PROBLEM TO WORK ON
All entries must be given again exactly as written.

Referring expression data

* * * * * * *

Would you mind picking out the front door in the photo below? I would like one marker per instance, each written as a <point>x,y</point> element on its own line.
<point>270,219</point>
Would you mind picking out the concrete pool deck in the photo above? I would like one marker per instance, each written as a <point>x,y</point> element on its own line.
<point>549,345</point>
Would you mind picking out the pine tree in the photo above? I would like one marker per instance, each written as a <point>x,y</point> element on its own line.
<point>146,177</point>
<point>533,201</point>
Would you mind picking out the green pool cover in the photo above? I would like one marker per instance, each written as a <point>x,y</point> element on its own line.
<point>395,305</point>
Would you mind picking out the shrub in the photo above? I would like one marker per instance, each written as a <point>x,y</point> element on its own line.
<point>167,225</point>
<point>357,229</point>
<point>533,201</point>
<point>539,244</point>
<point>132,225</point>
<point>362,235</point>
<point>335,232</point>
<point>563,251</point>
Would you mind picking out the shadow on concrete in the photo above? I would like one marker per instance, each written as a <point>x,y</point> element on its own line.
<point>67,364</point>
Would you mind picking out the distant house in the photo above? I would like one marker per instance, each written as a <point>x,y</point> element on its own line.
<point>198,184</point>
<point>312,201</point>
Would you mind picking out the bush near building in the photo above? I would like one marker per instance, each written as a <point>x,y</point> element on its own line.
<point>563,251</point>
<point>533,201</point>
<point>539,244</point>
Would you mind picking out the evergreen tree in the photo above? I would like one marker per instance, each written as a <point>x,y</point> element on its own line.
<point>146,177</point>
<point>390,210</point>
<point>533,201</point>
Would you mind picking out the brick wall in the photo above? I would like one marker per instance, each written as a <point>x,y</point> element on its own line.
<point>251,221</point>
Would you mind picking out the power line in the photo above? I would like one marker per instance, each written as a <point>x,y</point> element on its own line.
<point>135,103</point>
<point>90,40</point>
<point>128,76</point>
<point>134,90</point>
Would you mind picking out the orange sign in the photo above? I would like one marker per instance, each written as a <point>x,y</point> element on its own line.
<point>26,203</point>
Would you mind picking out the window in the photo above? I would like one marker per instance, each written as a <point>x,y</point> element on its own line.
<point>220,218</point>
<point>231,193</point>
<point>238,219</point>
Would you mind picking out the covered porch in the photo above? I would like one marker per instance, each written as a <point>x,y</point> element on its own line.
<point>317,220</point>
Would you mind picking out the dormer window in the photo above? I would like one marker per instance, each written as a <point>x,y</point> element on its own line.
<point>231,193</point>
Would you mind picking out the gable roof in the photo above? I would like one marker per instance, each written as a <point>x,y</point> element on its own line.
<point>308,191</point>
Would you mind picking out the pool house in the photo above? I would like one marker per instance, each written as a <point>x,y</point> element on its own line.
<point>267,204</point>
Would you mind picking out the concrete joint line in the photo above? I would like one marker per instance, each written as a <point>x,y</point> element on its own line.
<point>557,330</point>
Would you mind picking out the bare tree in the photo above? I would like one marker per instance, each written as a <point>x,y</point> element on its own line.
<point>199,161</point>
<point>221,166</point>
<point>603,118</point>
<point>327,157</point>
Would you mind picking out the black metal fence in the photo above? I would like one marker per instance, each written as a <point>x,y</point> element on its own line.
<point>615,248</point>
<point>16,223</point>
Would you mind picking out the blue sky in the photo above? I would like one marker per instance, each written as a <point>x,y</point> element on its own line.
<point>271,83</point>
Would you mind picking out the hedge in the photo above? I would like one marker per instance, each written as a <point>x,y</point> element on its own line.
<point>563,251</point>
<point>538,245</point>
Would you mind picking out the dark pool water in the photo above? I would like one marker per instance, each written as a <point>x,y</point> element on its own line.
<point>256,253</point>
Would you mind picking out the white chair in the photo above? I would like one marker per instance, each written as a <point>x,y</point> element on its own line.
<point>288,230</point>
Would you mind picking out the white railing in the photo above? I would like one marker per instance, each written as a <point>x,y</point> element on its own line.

* * * * * * *

RESPONSE TO THE EXERCISE
Would you mind picking out the front door in the photo below? I would like one marker per instance, each written as a <point>x,y</point> element on its own line.
<point>270,219</point>
Would you mind picking out the concrete pool deck in the photo above? I would like one marker per instance, each written as a <point>x,y</point> element on its own line.
<point>549,345</point>
Would you mind picking out the pine tree in the photo above? I would like one marker per instance, each written as a <point>x,y</point> element on its own line.
<point>146,177</point>
<point>533,201</point>
Would you mind picking out the green pool cover in the photo above? I would like one marker per instance, each written as a <point>x,y</point> element on its own line.
<point>395,305</point>
Would you mind picking out the shrub in the photo above? I would like one marker per instance, each written as a <point>x,y</point> element on its own line.
<point>167,225</point>
<point>357,229</point>
<point>533,201</point>
<point>539,244</point>
<point>132,225</point>
<point>362,235</point>
<point>335,232</point>
<point>563,251</point>
Would you mind picking out the shadow on concrete in the photo above? I would like one marker per instance, each written as a <point>x,y</point> element on its own line.
<point>67,364</point>
Would you mind picking out the distant house in the photo above? I would like one marker per instance, each written as a <point>x,y</point> element on its own line.
<point>198,184</point>
<point>312,201</point>
Would you mind picking out the bush near building in the photo above? I would like one marker per instance, each written as a <point>x,y</point> element on its own line.
<point>563,251</point>
<point>533,201</point>
<point>539,244</point>
Would you mind picking out the evergreen tree in the photo above? I would like one marker per instance, each written as a <point>x,y</point> element on its own line.
<point>146,177</point>
<point>390,210</point>
<point>533,201</point>
Would you mind picking out the brick wall in the photo above? I would like one marker per instance, each written as a <point>x,y</point> element on its own line.
<point>251,221</point>
Would you mind picking out the power line in the photo above? I would like one marker per instance, each written as a <point>x,y</point> element on its own line.
<point>135,103</point>
<point>90,40</point>
<point>128,76</point>
<point>134,90</point>
Would you mind picking out the orange sign in the photo above? I would like one marker per instance, each written as a <point>x,y</point> element on its own line.
<point>26,203</point>
Would you mind picking out the window in the photo above? I would like one marker per instance, each written as a <point>x,y</point> element on its own line.
<point>220,218</point>
<point>231,193</point>
<point>238,219</point>
Would you mind picking out the covered porch in the photo above? I would like one marker per instance, each written as a <point>x,y</point> element on its own line.
<point>317,220</point>
Would you mind picking out the dormer window in the photo above? I would like one marker per instance, each written as a <point>x,y</point> element on its own line.
<point>231,193</point>
Would you mind picking out the gable roof in the photo above? I would like one marker per instance, each written as a <point>x,y</point> element on its own line.
<point>308,191</point>
Would you mind picking out the pool house in the photo above? I would like one marker per instance, each written as a <point>x,y</point> element on its own line.
<point>267,204</point>
Would you mind picking out the concrete joint line in the photo above? I would like one marker per instance, each written as a <point>x,y</point> element on its own line.
<point>557,330</point>
Would you mind picking out the bare tree in the photo above? I would like one marker per instance, each written as a <point>x,y</point> element on its own line.
<point>199,161</point>
<point>221,166</point>
<point>603,118</point>
<point>327,157</point>
Would you mind picking out the black metal fence in the photo above? I would like one marker per instance, each written as a <point>x,y</point> element on its own line.
<point>615,248</point>
<point>16,223</point>
Would you mind picking out the blue sky in the photo above? I would like one marker per instance, each written as a <point>x,y</point> element on its own line.
<point>271,83</point>
Would you mind picking out the hedge in the photo above? I would like one marker per instance, each written as a <point>x,y</point> element on its own line.
<point>563,251</point>
<point>538,245</point>
Would you mind picking out the dark pool water in the photo above? I would like one marker per instance, each written as a <point>x,y</point> element on its own line.
<point>256,253</point>
Would you mind picking out the white chair in the photo above? I would like one marker per instance, each written as a <point>x,y</point> element on its own line.
<point>288,230</point>
Would you mind picking out the white railing in the photo above? I would like one marker per instance, each written as a <point>x,y</point> element on its own line.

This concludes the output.